### Task to complete
Pictures excluded, return the lines below from the first through the line holding "Query: drawer pull".

(Records for the task Opens)

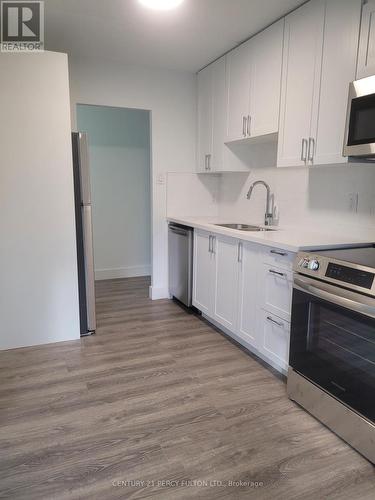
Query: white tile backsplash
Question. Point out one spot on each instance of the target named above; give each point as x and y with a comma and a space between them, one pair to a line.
315, 197
190, 194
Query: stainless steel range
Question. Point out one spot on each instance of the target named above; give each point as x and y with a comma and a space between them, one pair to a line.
332, 345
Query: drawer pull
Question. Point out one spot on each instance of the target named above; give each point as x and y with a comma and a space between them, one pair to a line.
274, 321
276, 272
283, 254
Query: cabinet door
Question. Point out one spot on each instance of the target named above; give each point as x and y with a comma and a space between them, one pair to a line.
247, 296
276, 290
366, 54
275, 336
301, 68
219, 109
238, 88
341, 29
265, 80
226, 252
204, 119
203, 272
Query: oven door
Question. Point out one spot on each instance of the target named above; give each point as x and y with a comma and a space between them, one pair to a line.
360, 124
333, 342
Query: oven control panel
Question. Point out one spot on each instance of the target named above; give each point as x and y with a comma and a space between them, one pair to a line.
310, 264
350, 275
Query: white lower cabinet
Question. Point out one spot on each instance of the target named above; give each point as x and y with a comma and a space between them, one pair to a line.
274, 333
226, 258
275, 290
203, 271
247, 293
247, 289
215, 281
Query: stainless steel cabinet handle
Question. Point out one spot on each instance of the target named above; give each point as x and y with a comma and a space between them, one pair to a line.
213, 245
311, 149
275, 272
179, 231
274, 321
239, 255
335, 298
283, 254
244, 126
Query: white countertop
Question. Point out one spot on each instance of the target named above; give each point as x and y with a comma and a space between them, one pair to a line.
293, 239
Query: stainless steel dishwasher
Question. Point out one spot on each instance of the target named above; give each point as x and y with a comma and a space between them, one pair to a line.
180, 243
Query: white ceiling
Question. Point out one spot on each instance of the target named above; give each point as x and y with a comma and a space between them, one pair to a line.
186, 38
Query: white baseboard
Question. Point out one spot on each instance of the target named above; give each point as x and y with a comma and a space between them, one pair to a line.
157, 293
122, 272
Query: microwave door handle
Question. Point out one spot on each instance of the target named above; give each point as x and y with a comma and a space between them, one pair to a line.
339, 300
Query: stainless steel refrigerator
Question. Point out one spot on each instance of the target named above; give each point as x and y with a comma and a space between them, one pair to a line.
85, 253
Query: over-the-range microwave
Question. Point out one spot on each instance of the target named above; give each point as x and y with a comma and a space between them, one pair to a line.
360, 120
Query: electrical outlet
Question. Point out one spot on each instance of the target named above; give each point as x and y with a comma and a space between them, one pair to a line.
353, 202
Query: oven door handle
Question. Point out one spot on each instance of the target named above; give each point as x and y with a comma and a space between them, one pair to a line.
340, 300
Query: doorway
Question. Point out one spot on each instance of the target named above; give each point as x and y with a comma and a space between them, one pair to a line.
120, 167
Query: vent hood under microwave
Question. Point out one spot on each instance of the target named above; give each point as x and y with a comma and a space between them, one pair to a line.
360, 120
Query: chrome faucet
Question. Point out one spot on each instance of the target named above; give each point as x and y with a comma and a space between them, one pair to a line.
268, 216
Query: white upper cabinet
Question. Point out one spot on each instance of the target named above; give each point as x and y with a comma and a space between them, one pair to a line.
341, 32
366, 55
253, 85
238, 88
204, 118
320, 51
211, 117
265, 80
303, 43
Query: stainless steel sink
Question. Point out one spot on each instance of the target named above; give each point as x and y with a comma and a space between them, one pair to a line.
245, 227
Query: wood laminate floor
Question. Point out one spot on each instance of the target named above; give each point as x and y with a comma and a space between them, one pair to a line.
160, 405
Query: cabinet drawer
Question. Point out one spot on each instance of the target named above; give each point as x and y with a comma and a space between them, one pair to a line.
275, 333
276, 286
278, 257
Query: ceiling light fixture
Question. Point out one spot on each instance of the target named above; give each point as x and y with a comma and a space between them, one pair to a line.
161, 4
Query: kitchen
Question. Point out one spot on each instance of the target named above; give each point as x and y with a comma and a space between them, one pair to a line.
271, 168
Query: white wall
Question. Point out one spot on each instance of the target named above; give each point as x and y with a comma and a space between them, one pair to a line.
171, 97
189, 194
316, 197
119, 147
38, 277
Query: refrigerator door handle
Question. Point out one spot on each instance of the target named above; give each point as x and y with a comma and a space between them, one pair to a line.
89, 266
83, 152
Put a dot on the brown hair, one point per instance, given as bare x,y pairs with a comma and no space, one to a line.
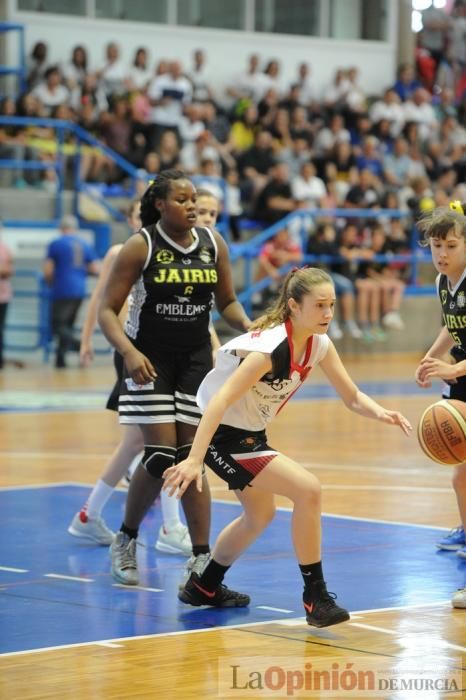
296,285
439,222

(Records for the task Closes)

### Reply
Query: white tile backsplash
Question. Point out one spot on each instance of the target named above; give each point as x and y with a comma and a space between them, one pair to a line.
315, 197
190, 194
Query: stainless steel range
Question. Point out one spot on each instance of the target named above; give each point as x and y with a comma and a space between them, one pair to a line.
332, 345
Query: drawer pull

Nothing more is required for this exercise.